── Provided information

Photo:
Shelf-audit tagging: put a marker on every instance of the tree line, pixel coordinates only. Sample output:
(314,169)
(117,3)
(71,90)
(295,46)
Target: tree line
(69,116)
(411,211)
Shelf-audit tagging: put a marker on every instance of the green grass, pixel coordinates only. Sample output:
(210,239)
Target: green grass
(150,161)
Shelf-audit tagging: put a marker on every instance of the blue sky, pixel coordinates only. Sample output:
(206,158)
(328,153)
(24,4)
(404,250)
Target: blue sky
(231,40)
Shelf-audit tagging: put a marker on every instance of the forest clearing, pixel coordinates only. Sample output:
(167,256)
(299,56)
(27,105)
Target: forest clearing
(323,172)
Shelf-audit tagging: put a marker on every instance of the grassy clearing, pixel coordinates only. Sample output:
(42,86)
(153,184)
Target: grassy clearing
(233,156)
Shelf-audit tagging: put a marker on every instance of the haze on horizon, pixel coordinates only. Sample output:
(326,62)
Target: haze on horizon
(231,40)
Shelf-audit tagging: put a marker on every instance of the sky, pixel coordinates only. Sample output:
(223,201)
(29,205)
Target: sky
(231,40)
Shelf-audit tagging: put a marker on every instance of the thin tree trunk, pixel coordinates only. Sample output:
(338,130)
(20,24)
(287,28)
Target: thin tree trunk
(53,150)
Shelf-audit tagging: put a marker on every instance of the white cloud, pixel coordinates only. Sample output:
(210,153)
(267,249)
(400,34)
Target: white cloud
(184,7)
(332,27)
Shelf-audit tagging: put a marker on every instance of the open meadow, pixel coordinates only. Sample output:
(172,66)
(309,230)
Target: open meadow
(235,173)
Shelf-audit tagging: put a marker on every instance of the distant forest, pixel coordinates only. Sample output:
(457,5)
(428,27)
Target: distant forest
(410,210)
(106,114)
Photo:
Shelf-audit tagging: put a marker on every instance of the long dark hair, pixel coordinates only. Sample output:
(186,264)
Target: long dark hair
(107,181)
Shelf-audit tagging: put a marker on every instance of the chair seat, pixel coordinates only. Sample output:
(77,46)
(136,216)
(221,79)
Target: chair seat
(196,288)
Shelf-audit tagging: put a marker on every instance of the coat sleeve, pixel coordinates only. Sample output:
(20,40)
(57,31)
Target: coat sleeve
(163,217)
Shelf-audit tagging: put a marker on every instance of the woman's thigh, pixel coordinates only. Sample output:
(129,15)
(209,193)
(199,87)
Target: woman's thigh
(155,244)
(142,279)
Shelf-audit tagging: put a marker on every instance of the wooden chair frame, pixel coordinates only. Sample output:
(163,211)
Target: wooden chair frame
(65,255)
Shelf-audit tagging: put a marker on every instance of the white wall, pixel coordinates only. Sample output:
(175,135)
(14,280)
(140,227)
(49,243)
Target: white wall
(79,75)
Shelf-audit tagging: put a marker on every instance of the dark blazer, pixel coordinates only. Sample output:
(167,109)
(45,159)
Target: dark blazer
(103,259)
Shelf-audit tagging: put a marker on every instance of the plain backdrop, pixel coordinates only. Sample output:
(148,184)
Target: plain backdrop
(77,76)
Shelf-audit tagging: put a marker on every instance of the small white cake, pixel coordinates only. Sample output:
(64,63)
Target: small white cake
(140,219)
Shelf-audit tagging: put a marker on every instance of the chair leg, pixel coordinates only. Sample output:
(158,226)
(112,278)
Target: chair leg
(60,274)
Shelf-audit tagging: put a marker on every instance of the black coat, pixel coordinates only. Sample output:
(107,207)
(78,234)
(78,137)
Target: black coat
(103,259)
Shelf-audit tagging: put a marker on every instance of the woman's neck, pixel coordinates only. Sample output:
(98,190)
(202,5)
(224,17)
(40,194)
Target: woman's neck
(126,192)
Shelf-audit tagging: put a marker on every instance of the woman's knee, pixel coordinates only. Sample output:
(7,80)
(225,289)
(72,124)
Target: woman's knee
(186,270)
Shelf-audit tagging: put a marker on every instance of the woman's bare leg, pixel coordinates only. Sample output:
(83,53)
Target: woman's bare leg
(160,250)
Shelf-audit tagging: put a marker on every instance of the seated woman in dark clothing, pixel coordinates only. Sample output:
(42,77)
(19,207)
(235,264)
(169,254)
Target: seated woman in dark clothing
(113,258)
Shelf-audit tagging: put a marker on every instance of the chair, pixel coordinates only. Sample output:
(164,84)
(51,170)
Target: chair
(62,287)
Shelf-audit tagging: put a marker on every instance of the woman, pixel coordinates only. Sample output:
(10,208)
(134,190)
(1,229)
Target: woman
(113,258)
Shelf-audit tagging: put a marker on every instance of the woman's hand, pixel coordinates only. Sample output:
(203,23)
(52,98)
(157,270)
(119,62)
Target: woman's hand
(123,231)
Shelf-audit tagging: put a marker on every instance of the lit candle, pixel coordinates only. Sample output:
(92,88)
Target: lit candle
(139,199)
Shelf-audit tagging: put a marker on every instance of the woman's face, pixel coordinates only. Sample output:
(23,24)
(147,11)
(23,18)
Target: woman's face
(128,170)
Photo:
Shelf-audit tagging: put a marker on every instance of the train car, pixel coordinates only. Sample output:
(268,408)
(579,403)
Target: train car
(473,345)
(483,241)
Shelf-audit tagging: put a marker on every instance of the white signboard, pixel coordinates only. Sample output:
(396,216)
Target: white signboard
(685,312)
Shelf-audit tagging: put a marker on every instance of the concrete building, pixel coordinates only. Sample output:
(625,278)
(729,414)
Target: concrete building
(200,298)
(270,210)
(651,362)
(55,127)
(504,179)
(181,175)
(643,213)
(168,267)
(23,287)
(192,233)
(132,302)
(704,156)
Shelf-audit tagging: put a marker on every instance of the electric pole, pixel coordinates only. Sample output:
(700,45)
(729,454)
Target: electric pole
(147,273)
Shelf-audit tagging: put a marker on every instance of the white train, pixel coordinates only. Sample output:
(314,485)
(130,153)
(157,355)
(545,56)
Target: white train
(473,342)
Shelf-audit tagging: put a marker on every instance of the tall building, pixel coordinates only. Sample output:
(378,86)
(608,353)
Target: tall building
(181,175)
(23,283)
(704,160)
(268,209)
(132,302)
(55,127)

────

The full listing needs to be transcribed exactly.

Photo:
Shelf-audit tagging: put a marker on every instance of the tree line, pixel coordinates only. Sample output:
(314,169)
(117,3)
(71,90)
(295,46)
Target: tree line
(69,116)
(411,211)
Shelf-audit tagging: put a marker on every instance of the green grass, pixel coordinates only. Sample output:
(210,239)
Target: green grass
(150,161)
Shelf-audit tagging: put a marker on every instance of the blue sky, pixel coordinates only. Sample output:
(206,158)
(328,153)
(24,4)
(404,250)
Target: blue sky
(231,40)
Shelf-audit tagging: put a marker on every instance of the forest clearing, pixel coordinates only. Sample output:
(167,256)
(299,56)
(27,105)
Target: forest clearing
(323,172)
Shelf-audit tagging: put a marker on every instance of the grassy clearing, pixel coordinates only. Sample output:
(42,86)
(153,184)
Target: grassy clearing
(233,156)
Shelf-audit tagging: put a marker on every instance of the haze on horizon, pixel coordinates only. Sample output:
(326,62)
Target: haze on horizon
(231,40)
Shelf-audit tagging: put a marker on every instance of the sky, pixel coordinates only. Sample output:
(223,201)
(29,205)
Target: sky
(231,40)
Shelf-audit tagging: put a marker on every instance of the thin tree trunk, pixel coordinates only. Sample output:
(338,130)
(20,24)
(287,28)
Target: thin tree trunk
(53,150)
Shelf-audit tagging: put a marker on every instance of the white cloud, pixel coordinates only. Sample output:
(210,153)
(267,249)
(400,34)
Target: white cloud
(184,7)
(332,27)
Shelf-audit tagging: put a marker on every instance of the open meadow, pixel coordinates only. Sample output:
(172,66)
(309,230)
Target: open meadow
(235,173)
Shelf-audit tagging: put a marker on every instance of the distant forest, pixel coordinates only. Sample output:
(457,5)
(428,27)
Target: distant forest
(410,210)
(106,114)
Photo:
Shelf-audit tagging: put a marker on every instance of the long dark hair, pixel coordinates only. Sample output:
(186,264)
Target: long dark hair
(107,181)
Shelf-audit tagging: put a marker on every instance of the chair seat, pixel coordinates only. Sample output:
(77,46)
(136,216)
(221,79)
Target: chair seat
(196,288)
Shelf-audit tagging: put a marker on every instance of the coat sleeve, pixel coordinates only. Sample output:
(20,40)
(57,31)
Target: coat sleeve
(163,217)
Shelf-audit tagging: put a marker on every instance of the woman's thigh, pixel coordinates only. Sample output:
(129,15)
(209,193)
(199,87)
Target: woman's thigh
(155,244)
(142,279)
Shelf-audit tagging: put a marker on every instance of the wooden chair frame, pixel coordinates only. Sample output:
(163,211)
Target: wooden chair frame
(65,255)
Shelf-audit tagging: put a marker on every instance of the white wall, pixel coordinates only. Sample output:
(175,135)
(14,280)
(140,227)
(49,243)
Target: white wall
(79,75)
Shelf-audit tagging: put a marker on every instance of the dark blazer, pixel coordinates only. Sample output:
(167,109)
(45,159)
Target: dark blazer
(103,259)
Shelf-audit tagging: put a marker on every instance of the plain backdrop, pixel coordinates only. Sample output:
(148,184)
Target: plain backdrop
(77,76)
Shelf-audit tagging: put a marker on every instance of the small white cake, pixel coordinates only. Sample output:
(64,63)
Target: small white cake
(140,219)
Shelf-audit tagging: put a marker on every instance of the chair leg, pixel coordinates only. Sample output:
(158,226)
(112,278)
Target: chair leg
(60,274)
Shelf-audit tagging: put a marker on every instance of the black coat, pixel coordinates only. Sample output:
(107,207)
(78,234)
(78,137)
Target: black coat
(103,259)
Shelf-audit tagging: put a marker on every instance of the woman's neck, pixel coordinates only. Sample output:
(98,190)
(202,5)
(224,17)
(40,194)
Target: woman's neck
(126,192)
Shelf-audit tagging: put a marker on every instance of the woman's knee, pixel coordinates only. Sample output:
(7,80)
(225,289)
(72,124)
Target: woman's knee
(186,270)
Shelf-audit tagging: put a marker on every instance of the woman's bare leg, pixel coordinates only. Sample output:
(83,53)
Target: woman's bare leg
(160,250)
Shelf-audit tagging: put a marker on every instance of the seated woman in dark clothing, pixel coordinates only. Sample output:
(42,77)
(19,207)
(235,264)
(169,254)
Target: seated woman in dark clothing
(113,258)
Shelf-audit tagging: put a marker on every instance of the chair, pixel coordinates only. Sample output:
(164,84)
(51,170)
Target: chair
(62,287)
Shelf-audit tagging: put a marker on every instance of the woman, pixel coordinates only. Sample output:
(10,208)
(134,190)
(1,229)
Target: woman
(113,258)
Shelf-audit tagging: put a marker on every instance of the woman's hand, pixel coordinates only. Sample output:
(203,23)
(52,98)
(157,270)
(119,62)
Target: woman's hand
(123,231)
Shelf-audit tagging: put a marker on every instance of the lit candle, pixel coordinates only. Sample output:
(92,88)
Target: lit candle
(139,199)
Shelf-audit tagging: put a marker on every instance of the woman's face, pixel coordinates only. Sample output:
(23,24)
(147,11)
(23,18)
Target: woman's face
(128,170)
Photo:
Shelf-audit tagging: put a marker on every instance of the train car, pixel coordinates only. Sample output:
(268,408)
(579,403)
Target: train car
(473,345)
(483,241)
Shelf-audit tagging: put a marker on every instance of the white signboard, pixel coordinates only. Sample output:
(396,216)
Target: white signboard
(685,312)
Shelf-audit tagging: put a marker on every instance of the concrete building, pixel coordinates only. Sample output:
(625,278)
(729,414)
Target: concrete building
(200,298)
(270,210)
(651,362)
(55,127)
(504,179)
(181,175)
(643,213)
(168,267)
(23,287)
(192,233)
(132,302)
(704,156)
Shelf-audit tagging: put a marker on every instance of the electric pole, pixel coordinates only. Sample output:
(700,45)
(729,454)
Target: electric pole
(147,273)
Shelf-audit tagging: put a marker on every instance of the white train, pixel coordinates only. Sample output:
(314,485)
(130,153)
(157,355)
(545,56)
Target: white train
(473,342)
Shelf-audit tagging: put a marker on every instance of the tall building, pixel coordinates only. Sample output:
(378,86)
(608,353)
Target: tall building
(181,175)
(23,283)
(704,160)
(268,209)
(132,302)
(55,127)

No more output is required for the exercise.